(Beginning of Exercise materials)

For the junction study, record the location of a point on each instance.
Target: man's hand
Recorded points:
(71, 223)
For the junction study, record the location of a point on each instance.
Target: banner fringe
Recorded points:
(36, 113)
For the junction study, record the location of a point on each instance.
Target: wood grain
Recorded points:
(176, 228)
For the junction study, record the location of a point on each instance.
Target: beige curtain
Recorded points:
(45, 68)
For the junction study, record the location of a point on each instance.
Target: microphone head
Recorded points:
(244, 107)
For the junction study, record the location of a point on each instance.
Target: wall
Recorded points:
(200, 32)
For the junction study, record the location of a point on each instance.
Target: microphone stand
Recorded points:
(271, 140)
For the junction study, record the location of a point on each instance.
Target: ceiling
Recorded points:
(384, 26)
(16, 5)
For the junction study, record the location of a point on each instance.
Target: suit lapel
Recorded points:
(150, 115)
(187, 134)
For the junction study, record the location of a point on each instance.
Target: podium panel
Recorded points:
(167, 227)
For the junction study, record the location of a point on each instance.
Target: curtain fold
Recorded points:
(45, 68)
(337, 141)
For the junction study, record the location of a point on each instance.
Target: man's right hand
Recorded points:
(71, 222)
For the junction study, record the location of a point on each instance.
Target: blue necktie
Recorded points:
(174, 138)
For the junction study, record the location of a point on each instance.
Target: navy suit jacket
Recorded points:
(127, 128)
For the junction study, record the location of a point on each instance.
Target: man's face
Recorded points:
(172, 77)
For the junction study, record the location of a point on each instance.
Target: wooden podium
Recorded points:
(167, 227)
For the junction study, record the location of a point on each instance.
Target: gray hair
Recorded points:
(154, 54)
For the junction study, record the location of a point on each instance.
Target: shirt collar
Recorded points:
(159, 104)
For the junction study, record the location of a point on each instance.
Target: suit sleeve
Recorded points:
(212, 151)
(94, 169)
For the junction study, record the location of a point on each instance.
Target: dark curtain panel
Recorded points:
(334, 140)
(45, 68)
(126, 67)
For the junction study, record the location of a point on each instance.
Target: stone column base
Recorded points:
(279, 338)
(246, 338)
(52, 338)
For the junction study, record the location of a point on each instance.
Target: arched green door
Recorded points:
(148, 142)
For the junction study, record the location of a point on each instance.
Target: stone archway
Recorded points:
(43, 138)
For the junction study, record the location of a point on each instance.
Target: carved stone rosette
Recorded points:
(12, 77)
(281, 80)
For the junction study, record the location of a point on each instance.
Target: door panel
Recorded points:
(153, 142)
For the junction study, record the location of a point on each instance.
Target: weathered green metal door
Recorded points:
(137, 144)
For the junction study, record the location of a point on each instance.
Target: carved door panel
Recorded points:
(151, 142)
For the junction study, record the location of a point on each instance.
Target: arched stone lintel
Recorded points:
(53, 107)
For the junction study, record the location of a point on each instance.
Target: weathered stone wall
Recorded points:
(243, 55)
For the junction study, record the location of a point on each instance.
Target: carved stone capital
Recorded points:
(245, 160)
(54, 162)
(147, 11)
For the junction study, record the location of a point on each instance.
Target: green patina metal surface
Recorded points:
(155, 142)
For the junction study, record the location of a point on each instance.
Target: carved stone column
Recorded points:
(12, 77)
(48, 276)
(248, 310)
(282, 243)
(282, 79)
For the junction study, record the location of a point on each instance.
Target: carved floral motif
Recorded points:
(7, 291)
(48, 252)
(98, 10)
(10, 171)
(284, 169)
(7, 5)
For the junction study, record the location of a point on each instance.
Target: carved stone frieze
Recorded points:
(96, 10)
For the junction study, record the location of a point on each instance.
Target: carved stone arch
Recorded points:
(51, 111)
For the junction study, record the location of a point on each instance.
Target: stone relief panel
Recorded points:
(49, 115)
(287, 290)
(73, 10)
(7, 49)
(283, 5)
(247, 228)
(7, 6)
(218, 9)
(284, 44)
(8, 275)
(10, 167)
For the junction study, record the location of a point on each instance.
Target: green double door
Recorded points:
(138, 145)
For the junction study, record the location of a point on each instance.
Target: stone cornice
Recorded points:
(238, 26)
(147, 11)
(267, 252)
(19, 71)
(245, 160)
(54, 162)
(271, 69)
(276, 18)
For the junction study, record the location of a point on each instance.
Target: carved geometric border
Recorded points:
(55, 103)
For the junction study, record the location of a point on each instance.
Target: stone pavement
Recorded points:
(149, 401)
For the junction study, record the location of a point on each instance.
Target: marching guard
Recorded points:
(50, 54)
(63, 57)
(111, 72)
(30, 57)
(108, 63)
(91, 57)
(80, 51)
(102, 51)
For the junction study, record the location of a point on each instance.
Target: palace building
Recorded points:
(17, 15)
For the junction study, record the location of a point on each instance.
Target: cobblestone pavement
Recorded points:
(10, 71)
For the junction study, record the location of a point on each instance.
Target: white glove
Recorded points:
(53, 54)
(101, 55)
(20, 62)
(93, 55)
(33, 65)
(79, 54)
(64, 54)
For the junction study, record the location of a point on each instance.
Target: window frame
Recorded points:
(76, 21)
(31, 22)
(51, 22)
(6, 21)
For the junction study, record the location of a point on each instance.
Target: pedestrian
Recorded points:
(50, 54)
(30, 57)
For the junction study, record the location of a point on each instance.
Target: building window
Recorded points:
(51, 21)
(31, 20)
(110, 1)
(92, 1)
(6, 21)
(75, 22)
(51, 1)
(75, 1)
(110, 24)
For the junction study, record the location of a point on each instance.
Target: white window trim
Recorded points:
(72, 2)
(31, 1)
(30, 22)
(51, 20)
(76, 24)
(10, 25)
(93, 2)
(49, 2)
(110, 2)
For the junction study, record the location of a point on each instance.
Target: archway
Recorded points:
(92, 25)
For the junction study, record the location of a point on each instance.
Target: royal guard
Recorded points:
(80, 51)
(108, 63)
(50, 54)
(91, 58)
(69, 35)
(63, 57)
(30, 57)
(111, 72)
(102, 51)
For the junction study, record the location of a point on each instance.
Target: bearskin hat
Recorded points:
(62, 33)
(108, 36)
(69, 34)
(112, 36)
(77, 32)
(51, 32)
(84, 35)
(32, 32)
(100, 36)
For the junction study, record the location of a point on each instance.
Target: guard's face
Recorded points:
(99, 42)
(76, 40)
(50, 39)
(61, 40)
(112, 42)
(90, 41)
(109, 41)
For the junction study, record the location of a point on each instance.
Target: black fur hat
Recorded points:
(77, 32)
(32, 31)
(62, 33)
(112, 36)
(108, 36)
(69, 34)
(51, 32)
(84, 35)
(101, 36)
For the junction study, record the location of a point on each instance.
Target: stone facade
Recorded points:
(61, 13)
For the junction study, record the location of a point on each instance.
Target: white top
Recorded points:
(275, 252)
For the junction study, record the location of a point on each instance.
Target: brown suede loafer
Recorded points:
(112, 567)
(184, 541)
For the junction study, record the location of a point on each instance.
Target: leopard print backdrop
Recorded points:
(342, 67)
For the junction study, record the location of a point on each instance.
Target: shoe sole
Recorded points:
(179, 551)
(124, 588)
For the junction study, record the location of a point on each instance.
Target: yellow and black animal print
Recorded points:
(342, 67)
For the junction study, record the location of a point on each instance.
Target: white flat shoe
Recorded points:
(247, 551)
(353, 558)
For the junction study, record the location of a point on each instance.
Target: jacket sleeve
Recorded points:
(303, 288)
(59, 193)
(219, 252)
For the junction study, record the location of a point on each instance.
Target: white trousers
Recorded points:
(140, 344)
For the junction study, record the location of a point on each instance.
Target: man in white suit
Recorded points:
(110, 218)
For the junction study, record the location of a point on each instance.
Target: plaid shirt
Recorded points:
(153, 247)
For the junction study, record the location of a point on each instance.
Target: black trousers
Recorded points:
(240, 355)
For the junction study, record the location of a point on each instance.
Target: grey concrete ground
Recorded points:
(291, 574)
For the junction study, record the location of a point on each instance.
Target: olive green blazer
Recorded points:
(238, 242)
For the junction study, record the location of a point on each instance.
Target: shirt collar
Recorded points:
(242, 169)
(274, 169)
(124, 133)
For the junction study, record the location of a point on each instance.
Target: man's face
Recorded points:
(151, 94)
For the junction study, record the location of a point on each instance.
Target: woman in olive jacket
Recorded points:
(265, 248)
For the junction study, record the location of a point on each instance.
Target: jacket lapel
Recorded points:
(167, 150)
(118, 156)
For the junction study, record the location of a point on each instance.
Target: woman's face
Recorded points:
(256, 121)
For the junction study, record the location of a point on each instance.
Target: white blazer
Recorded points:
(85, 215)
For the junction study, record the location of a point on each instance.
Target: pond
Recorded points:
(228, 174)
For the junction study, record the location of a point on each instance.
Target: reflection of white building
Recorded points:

(End of Exercise materials)

▸ **Required work**: Copy out all lines above holding "woman".

▸ **Completed task**:
Target: woman in olive jacket
Target: woman's face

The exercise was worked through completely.